Document extract.
The Mantle of Amélie of Orléans is a royal garment, part of the Portuguese Crown Jewels, that was fashioned for Queen Amélie of Portugal, consort of King Carlos I of Portugal.

==History==
The mantle was a gift of the city of Paris to the Queen upon her marriage to Carlos, Prince Royal of Portugal in 1886. She is known to have worn it on only two occasions: on 4 July 1892, during the ceremony at Necessidades Palace in which she was presented with the Golden Rose, conferred to her by Pope Leo XIII; and on 21 March 1899, during a gala reception at the Palace of Ajuda to celebrate her son Luís Filipe, Prince Royal's 12th birthday.

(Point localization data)
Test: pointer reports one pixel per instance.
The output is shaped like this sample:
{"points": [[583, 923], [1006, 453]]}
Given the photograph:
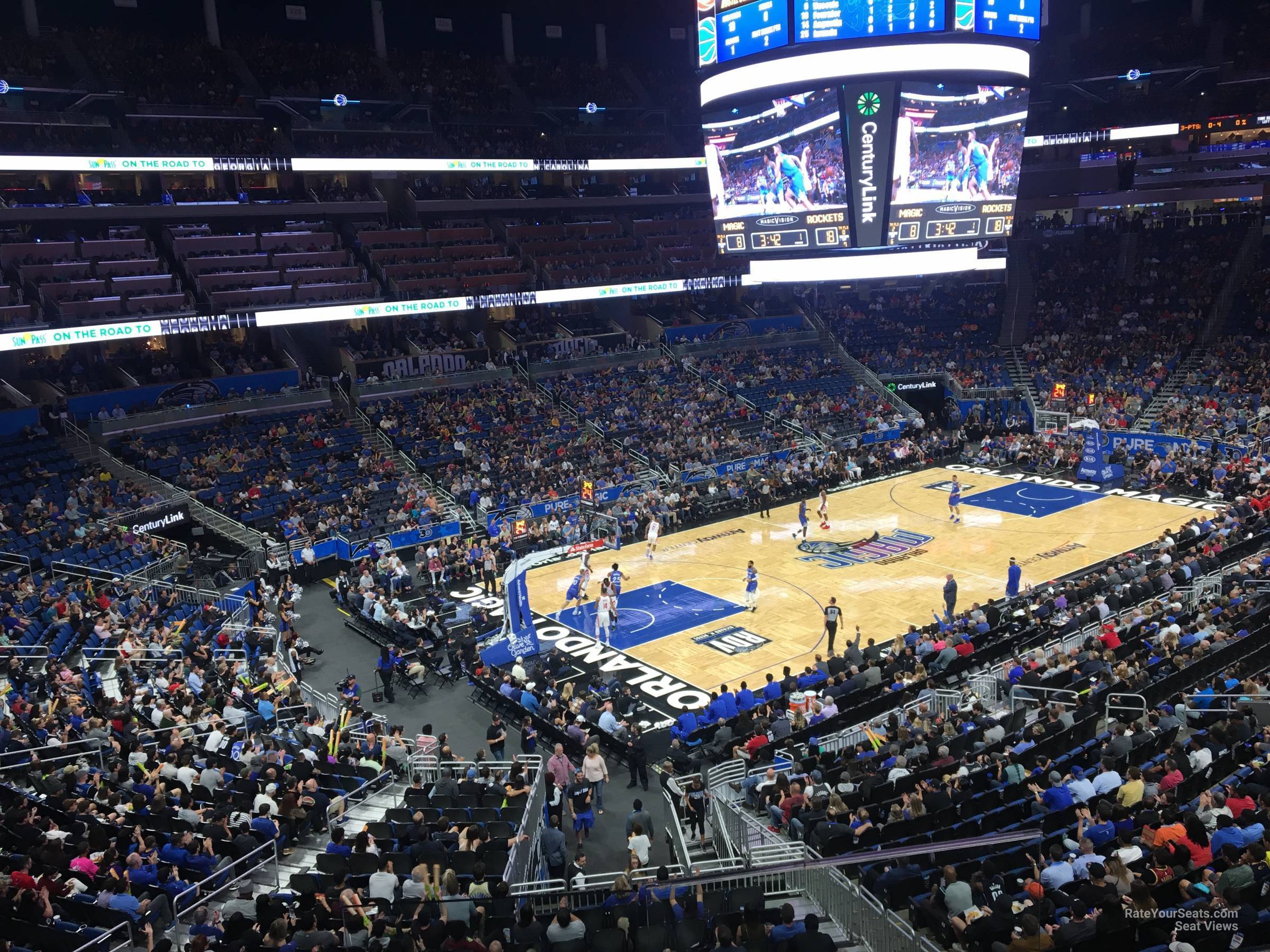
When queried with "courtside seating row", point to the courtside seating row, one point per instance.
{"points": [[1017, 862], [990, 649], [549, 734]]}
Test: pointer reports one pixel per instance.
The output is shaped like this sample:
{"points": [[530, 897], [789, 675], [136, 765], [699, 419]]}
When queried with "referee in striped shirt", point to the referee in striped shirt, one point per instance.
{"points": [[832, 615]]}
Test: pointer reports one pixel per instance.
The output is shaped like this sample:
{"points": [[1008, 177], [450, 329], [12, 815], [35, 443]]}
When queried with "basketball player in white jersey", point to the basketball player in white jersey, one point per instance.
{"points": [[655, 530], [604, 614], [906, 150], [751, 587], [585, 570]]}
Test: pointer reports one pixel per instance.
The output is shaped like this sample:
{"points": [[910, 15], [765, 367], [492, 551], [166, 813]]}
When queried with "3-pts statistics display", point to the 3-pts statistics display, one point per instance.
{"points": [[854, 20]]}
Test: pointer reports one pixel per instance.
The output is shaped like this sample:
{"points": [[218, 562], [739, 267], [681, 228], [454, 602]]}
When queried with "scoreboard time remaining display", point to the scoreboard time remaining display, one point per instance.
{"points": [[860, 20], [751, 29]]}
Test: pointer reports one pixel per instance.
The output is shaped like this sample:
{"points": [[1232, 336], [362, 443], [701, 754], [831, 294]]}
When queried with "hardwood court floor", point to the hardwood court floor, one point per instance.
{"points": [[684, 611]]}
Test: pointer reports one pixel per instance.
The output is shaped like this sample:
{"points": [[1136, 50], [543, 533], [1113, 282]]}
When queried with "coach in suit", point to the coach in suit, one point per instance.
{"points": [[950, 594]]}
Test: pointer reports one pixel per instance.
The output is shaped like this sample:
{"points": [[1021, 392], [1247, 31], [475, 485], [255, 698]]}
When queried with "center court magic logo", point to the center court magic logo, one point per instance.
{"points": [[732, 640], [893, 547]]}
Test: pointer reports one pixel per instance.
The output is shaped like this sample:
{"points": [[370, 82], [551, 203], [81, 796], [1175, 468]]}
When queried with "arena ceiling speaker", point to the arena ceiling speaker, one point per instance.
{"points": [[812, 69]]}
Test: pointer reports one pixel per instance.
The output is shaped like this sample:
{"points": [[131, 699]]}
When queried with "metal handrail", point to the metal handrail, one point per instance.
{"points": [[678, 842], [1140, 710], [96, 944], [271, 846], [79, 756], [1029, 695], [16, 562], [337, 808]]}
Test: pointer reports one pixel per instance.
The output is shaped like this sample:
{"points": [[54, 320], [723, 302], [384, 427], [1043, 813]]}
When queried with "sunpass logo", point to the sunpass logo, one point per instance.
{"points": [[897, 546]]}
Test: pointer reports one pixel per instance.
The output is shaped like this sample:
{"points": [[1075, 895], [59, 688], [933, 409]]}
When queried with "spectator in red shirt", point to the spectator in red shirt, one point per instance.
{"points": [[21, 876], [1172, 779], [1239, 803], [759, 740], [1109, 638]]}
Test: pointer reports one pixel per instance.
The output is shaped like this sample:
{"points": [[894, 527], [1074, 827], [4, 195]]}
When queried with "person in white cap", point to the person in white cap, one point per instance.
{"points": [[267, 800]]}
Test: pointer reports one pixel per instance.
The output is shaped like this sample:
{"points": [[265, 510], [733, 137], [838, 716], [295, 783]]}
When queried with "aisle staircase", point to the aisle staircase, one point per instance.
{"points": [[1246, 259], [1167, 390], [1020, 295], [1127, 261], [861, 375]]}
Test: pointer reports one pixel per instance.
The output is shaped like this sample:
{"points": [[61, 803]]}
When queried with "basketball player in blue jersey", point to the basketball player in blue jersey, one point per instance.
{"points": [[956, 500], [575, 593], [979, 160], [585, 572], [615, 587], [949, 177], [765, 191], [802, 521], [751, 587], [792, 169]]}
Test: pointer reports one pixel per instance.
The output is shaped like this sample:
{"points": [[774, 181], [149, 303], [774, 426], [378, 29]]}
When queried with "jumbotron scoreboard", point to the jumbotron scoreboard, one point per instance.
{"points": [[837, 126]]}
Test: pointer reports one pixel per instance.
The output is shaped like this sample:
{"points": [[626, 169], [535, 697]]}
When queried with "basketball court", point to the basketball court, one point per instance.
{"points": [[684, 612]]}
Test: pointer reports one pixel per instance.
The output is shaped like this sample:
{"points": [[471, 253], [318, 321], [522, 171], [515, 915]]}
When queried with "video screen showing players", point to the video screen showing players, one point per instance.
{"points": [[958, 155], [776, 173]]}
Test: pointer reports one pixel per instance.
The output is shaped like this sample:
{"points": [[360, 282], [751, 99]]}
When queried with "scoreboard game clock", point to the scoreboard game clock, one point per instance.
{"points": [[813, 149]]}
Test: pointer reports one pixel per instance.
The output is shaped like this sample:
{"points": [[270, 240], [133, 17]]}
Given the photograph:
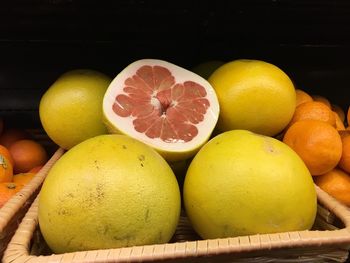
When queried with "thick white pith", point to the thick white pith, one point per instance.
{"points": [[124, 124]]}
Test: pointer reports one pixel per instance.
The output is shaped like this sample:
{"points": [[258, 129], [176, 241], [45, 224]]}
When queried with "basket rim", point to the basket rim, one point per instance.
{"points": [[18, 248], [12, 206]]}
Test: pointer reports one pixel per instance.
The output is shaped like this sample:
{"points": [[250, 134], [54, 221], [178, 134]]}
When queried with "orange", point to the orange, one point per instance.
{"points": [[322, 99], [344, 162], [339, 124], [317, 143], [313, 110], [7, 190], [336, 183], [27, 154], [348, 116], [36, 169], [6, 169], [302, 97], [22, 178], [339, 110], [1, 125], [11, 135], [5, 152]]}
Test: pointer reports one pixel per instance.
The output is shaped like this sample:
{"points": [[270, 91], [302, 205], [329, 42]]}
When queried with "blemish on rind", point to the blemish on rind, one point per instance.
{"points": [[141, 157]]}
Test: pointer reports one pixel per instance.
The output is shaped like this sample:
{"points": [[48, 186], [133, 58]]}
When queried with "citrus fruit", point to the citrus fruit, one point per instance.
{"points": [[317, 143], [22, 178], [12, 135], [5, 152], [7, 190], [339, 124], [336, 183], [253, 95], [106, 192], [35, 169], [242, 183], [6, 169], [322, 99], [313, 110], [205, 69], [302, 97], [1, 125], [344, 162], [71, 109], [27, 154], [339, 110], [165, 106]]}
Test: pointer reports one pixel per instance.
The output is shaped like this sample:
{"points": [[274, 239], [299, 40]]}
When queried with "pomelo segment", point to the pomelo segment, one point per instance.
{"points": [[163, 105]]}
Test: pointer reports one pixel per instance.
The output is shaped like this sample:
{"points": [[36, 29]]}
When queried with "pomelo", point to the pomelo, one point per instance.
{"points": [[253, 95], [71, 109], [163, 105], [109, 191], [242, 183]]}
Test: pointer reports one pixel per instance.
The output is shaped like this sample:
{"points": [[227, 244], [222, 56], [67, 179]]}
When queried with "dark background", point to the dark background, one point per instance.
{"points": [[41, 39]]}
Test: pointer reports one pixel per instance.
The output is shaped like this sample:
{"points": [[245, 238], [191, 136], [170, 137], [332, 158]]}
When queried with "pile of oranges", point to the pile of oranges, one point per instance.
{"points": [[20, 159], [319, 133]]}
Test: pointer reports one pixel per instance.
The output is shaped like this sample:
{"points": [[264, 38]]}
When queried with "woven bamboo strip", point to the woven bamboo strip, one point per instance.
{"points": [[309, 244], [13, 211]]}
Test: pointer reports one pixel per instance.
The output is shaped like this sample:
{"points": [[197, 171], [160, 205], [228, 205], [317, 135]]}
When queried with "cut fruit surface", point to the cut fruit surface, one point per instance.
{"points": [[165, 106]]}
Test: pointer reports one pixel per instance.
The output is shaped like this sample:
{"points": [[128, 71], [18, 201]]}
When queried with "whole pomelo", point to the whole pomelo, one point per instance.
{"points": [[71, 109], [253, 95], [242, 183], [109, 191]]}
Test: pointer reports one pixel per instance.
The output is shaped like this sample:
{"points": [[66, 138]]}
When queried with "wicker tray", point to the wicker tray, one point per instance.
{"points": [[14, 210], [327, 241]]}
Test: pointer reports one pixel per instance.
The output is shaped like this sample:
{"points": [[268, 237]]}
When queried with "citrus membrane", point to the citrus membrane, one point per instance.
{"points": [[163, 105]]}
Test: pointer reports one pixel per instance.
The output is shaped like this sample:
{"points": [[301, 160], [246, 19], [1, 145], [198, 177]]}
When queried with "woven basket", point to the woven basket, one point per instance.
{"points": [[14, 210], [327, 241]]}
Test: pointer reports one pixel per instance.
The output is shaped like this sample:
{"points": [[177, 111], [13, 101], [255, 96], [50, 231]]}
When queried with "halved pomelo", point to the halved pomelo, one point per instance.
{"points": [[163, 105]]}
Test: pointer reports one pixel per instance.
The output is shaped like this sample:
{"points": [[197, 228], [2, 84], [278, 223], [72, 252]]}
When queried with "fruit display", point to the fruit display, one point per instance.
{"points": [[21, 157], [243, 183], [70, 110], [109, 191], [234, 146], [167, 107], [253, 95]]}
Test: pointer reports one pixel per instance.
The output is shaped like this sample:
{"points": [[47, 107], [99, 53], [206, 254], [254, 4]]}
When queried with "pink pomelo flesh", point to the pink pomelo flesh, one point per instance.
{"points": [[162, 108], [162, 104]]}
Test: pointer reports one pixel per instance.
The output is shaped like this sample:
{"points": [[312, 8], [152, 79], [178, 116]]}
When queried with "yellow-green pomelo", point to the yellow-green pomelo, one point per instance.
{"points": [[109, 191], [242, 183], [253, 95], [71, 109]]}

---

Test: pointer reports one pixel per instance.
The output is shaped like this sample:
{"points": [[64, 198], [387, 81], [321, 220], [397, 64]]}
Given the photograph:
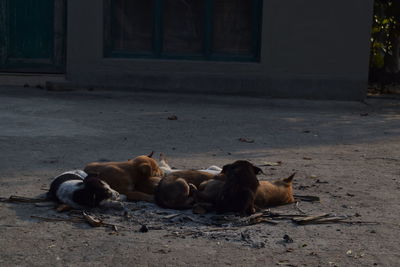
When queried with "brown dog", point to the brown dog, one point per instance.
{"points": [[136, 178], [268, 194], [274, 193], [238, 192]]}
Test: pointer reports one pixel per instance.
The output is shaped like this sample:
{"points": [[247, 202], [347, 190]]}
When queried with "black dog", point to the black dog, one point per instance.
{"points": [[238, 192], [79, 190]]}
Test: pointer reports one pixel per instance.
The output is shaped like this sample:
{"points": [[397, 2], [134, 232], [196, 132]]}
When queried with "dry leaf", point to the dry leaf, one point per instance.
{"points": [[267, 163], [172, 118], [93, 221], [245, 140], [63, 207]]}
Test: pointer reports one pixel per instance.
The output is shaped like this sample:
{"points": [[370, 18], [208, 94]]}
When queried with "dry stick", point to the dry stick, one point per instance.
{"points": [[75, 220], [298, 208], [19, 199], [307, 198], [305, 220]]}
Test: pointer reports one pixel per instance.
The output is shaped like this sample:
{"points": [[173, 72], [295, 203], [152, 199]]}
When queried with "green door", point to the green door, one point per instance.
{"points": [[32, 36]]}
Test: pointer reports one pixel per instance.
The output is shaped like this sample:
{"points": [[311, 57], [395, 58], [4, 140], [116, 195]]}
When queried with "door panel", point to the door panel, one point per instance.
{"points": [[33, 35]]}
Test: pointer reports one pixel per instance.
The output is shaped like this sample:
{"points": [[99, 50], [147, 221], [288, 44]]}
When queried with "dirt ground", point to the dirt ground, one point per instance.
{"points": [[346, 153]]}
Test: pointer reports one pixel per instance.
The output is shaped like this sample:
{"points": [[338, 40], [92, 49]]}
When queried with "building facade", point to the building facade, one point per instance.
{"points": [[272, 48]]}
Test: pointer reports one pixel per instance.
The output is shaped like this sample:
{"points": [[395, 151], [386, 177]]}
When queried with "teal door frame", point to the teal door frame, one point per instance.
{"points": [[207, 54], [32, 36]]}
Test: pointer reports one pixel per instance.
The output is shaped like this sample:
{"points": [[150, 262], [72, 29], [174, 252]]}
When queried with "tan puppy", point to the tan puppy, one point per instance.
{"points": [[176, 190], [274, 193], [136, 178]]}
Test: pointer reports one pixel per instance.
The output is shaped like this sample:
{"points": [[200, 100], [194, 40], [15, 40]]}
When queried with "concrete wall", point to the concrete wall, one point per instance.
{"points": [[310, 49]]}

...

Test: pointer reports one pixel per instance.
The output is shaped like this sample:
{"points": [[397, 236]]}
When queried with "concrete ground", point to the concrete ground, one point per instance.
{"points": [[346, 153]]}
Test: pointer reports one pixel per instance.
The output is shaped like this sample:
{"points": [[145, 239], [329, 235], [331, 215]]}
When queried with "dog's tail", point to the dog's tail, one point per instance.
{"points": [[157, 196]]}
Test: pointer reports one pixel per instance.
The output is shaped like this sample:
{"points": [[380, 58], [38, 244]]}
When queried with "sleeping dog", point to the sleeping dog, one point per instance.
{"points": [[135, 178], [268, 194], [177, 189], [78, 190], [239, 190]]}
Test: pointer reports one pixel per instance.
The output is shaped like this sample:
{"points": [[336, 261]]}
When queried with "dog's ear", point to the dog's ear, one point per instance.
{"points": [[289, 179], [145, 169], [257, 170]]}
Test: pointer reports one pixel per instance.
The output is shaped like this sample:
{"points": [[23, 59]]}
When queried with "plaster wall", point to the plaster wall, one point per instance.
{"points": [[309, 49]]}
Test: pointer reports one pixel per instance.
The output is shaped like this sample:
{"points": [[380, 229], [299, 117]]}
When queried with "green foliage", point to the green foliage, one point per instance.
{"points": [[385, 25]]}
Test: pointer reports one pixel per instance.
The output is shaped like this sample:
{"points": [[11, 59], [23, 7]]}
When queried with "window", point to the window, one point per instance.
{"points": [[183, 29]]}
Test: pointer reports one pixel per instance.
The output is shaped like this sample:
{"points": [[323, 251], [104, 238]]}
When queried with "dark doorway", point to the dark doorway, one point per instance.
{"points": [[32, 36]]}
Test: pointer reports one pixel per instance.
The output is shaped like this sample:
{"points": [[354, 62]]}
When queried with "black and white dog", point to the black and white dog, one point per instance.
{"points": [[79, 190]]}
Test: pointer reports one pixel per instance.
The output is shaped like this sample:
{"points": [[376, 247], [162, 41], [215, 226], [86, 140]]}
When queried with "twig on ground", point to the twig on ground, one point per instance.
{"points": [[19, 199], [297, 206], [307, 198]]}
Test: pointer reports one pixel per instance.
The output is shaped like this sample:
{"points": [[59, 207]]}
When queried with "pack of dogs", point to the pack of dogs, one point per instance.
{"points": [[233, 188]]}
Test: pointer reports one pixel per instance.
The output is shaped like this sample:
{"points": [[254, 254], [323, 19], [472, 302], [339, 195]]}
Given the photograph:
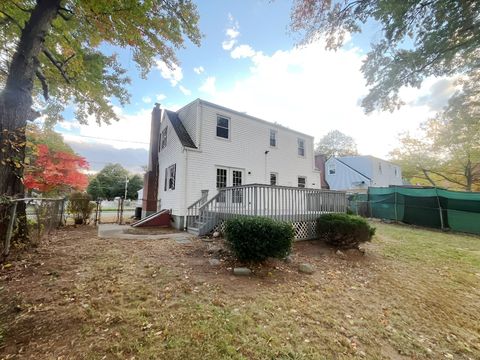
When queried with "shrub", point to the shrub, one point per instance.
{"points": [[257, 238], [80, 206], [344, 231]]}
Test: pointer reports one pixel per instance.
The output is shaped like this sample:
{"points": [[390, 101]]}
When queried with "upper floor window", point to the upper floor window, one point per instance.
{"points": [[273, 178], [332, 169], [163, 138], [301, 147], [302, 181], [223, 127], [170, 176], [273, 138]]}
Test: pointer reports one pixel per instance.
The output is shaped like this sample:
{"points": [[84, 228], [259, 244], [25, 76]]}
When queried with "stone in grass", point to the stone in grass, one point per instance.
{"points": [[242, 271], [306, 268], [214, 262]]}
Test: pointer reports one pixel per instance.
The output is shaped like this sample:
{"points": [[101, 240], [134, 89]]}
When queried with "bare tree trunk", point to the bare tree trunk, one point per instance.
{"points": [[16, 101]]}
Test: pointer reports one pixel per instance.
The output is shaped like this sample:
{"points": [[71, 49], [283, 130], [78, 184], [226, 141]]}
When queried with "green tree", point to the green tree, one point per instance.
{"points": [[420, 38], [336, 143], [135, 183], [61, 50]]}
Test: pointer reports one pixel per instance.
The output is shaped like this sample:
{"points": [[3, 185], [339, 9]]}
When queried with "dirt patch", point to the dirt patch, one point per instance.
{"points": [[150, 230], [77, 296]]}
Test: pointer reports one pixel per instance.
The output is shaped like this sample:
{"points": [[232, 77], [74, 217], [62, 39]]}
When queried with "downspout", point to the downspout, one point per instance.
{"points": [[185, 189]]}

Work task A. According to the text about the Mantle of Amélie of Orléans, who conferred the Golden Rose on Queen Amélie?
Work task B. Please extend the text about the Mantle of Amélie of Orléans, picking up after its last sentence.

Exercise result A. Pope Leo XIII

Exercise result B.
The mantle has been kept in the National Coach Museum, in Lisbon, since 1936. In 2018, as it was showing evident signs of deterioration (several tears, the silver embroidery had oxidised, the rose-coloured velvet had taken on a brownish tinge), it underwent restoration. The necessary 6 thousand euros were donated by the Versailles Foundation, having been secured by the personal commitment of Duarte Pio, Duke of Braganza, Queen Amélie's godson.

==Details==
It is made of rose-coloured velvet with a satin lining in the same colour, and decorated with delicate silver embroidery in phytomorphic motifs all around; the edge is trimmed with satin frills.